Start of Available data

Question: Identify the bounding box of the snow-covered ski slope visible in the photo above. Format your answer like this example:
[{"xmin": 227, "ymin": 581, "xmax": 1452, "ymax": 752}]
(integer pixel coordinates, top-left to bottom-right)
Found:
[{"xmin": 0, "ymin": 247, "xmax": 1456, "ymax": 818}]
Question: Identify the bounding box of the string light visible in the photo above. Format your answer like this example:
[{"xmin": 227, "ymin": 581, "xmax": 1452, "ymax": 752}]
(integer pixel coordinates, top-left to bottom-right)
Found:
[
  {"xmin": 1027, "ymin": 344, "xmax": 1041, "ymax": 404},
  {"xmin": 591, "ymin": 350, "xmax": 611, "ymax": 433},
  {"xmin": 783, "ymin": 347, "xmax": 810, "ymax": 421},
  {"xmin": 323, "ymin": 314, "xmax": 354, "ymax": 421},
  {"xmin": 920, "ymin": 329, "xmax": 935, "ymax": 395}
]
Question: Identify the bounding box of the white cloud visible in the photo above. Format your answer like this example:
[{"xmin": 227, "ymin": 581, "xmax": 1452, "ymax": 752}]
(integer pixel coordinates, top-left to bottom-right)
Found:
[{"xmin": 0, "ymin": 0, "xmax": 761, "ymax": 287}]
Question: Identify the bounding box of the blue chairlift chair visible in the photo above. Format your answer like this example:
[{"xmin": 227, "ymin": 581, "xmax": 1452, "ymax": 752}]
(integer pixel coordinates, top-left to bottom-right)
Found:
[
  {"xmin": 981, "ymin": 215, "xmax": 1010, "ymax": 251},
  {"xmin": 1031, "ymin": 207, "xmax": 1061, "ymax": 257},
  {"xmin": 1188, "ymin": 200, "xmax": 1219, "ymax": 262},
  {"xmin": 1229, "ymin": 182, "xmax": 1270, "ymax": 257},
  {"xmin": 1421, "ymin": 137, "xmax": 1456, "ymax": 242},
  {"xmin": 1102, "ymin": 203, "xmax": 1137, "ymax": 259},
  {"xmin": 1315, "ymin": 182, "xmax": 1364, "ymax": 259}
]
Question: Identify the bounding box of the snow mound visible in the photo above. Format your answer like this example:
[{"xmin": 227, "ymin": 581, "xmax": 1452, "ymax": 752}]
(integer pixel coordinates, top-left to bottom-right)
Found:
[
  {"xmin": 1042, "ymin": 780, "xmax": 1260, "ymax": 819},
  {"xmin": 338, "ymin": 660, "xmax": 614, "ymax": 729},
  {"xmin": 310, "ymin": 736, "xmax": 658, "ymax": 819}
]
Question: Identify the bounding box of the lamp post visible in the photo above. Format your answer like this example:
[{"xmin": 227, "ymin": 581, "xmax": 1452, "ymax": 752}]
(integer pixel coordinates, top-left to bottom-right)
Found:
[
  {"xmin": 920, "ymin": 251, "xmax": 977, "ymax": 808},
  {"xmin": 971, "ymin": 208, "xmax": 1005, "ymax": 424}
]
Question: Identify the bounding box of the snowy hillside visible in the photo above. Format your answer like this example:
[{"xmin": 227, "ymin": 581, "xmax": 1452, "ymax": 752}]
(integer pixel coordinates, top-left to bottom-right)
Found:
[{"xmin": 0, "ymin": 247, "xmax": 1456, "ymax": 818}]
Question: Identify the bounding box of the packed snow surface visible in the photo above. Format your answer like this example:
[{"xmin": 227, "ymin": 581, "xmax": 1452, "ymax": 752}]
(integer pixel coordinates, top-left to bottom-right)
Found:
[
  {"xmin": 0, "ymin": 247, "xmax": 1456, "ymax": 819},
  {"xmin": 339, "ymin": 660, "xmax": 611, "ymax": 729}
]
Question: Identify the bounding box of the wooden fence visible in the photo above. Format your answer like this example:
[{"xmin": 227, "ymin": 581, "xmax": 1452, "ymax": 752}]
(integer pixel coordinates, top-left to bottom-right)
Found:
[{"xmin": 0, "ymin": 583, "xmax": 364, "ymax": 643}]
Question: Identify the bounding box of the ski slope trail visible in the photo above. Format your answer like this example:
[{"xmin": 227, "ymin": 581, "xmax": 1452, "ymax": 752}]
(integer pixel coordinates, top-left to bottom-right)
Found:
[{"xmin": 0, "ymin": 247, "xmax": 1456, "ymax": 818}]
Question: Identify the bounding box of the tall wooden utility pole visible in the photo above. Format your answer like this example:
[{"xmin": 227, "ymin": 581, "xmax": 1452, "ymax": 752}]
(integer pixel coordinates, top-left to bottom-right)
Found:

End of Available data

#### [Exercise goal]
Lay out every line of the entries above as a JSON list of strings, one string per line, leaving out any blank lines.

#### [Answer for the task]
[
  "Question: Identify the bounding box of the snow-covered ski slope visible in the photo above. Format your answer like this example:",
  "[{\"xmin\": 227, \"ymin\": 581, \"xmax\": 1452, \"ymax\": 752}]",
  "(integer pixel coordinates, top-left to bottom-right)",
  "Found:",
  "[{\"xmin\": 0, \"ymin\": 247, \"xmax\": 1456, \"ymax\": 818}]",
  "Question: Identify the bounding box of the string light visible in the photo above. Format your answer like this example:",
  "[{\"xmin\": 227, \"ymin\": 581, \"xmax\": 1452, \"ymax\": 752}]",
  "(integer pixel coordinates, top-left to bottom-right)",
  "Found:",
  "[",
  "  {\"xmin\": 1027, \"ymin\": 344, \"xmax\": 1041, \"ymax\": 404},",
  "  {\"xmin\": 591, \"ymin\": 350, \"xmax\": 611, \"ymax\": 433},",
  "  {\"xmin\": 783, \"ymin\": 347, \"xmax\": 810, \"ymax\": 421},",
  "  {\"xmin\": 323, \"ymin\": 314, \"xmax\": 354, \"ymax\": 421},",
  "  {\"xmin\": 920, \"ymin\": 329, \"xmax\": 935, \"ymax\": 395}",
  "]",
  "Question: Identify the bounding box of the white cloud visible in the photo above. Format your answer like this example:",
  "[{\"xmin\": 227, \"ymin\": 581, \"xmax\": 1452, \"ymax\": 752}]",
  "(integer pixel coordinates, top-left to bottom-right)",
  "Found:",
  "[{\"xmin\": 0, \"ymin\": 0, \"xmax\": 761, \"ymax\": 287}]",
  "Question: Identify the bounding box of the blue chairlift chair visible in the photo above. Format your answer like this example:",
  "[{\"xmin\": 227, \"ymin\": 581, \"xmax\": 1452, \"ymax\": 752}]",
  "(integer pixel coordinates, top-left to bottom-right)",
  "Found:",
  "[",
  "  {\"xmin\": 981, \"ymin\": 215, \"xmax\": 1010, \"ymax\": 251},",
  "  {\"xmin\": 1031, \"ymin\": 207, \"xmax\": 1061, \"ymax\": 257},",
  "  {\"xmin\": 1188, \"ymin\": 200, \"xmax\": 1219, \"ymax\": 262},",
  "  {\"xmin\": 1229, \"ymin\": 182, \"xmax\": 1270, \"ymax\": 257},",
  "  {\"xmin\": 1421, \"ymin\": 137, \"xmax\": 1456, \"ymax\": 242},",
  "  {\"xmin\": 1102, \"ymin\": 203, \"xmax\": 1137, \"ymax\": 259},",
  "  {\"xmin\": 1315, \"ymin\": 182, \"xmax\": 1364, \"ymax\": 259}",
  "]",
  "Question: Identify the bounding box of the snow mound visible in the photo above. Format your answer like this example:",
  "[{\"xmin\": 227, \"ymin\": 581, \"xmax\": 1452, \"ymax\": 752}]",
  "(integer pixel coordinates, top-left to bottom-right)",
  "Found:",
  "[",
  "  {\"xmin\": 1042, \"ymin\": 780, \"xmax\": 1260, \"ymax\": 819},",
  "  {\"xmin\": 338, \"ymin\": 660, \"xmax\": 614, \"ymax\": 729},",
  "  {\"xmin\": 310, \"ymin\": 736, \"xmax\": 658, \"ymax\": 819}",
  "]",
  "Question: Identify the bounding box of the lamp post visible in the photo above. Format your answer like this example:",
  "[{\"xmin\": 227, \"ymin\": 581, \"xmax\": 1452, \"ymax\": 752}]",
  "(integer pixel coordinates, top-left to bottom-right)",
  "Found:",
  "[",
  "  {\"xmin\": 920, \"ymin\": 251, \"xmax\": 977, \"ymax\": 808},",
  "  {\"xmin\": 971, \"ymin\": 208, \"xmax\": 1005, \"ymax\": 424}",
  "]",
  "Question: Identify the bounding box of the snowy hillside visible in the photo above. Format your answer like this example:",
  "[{\"xmin\": 227, \"ymin\": 581, \"xmax\": 1452, \"ymax\": 752}]",
  "(integer pixel coordinates, top-left to bottom-right)",
  "Found:",
  "[{\"xmin\": 0, \"ymin\": 247, \"xmax\": 1456, \"ymax\": 818}]",
  "Question: Identify the bounding box of the packed snow surface visible in the photo above. Format your answer like this example:",
  "[{\"xmin\": 227, \"ymin\": 581, \"xmax\": 1452, \"ymax\": 752}]",
  "(integer pixel coordinates, top-left to bottom-right)",
  "Found:",
  "[",
  "  {\"xmin\": 0, \"ymin\": 247, \"xmax\": 1456, \"ymax\": 819},",
  "  {\"xmin\": 339, \"ymin\": 660, \"xmax\": 611, \"ymax\": 729}",
  "]",
  "Question: Identify the bounding box of the wooden fence visible in the photo above. Format your answer like this example:",
  "[{\"xmin\": 227, \"ymin\": 581, \"xmax\": 1452, \"ymax\": 752}]",
  "(integer pixel coordinates, top-left to bottom-right)",
  "Found:",
  "[{\"xmin\": 0, \"ymin\": 583, \"xmax\": 364, \"ymax\": 643}]",
  "Question: Identify the bounding box of the ski slope trail visible in the photo above. Format your answer like this example:",
  "[{\"xmin\": 227, \"ymin\": 581, \"xmax\": 1452, \"ymax\": 752}]",
  "(integer pixel coordinates, top-left to bottom-right)",
  "Found:",
  "[{\"xmin\": 0, \"ymin\": 247, \"xmax\": 1456, \"ymax\": 818}]",
  "Question: Identify the bounding box of the tall wooden utility pole visible in the photo above. Format your answer like this example:",
  "[{\"xmin\": 227, \"ymin\": 581, \"xmax\": 1452, \"ymax\": 752}]",
  "(integer pixel coordinates, top-left to bottom-right)",
  "Found:"
]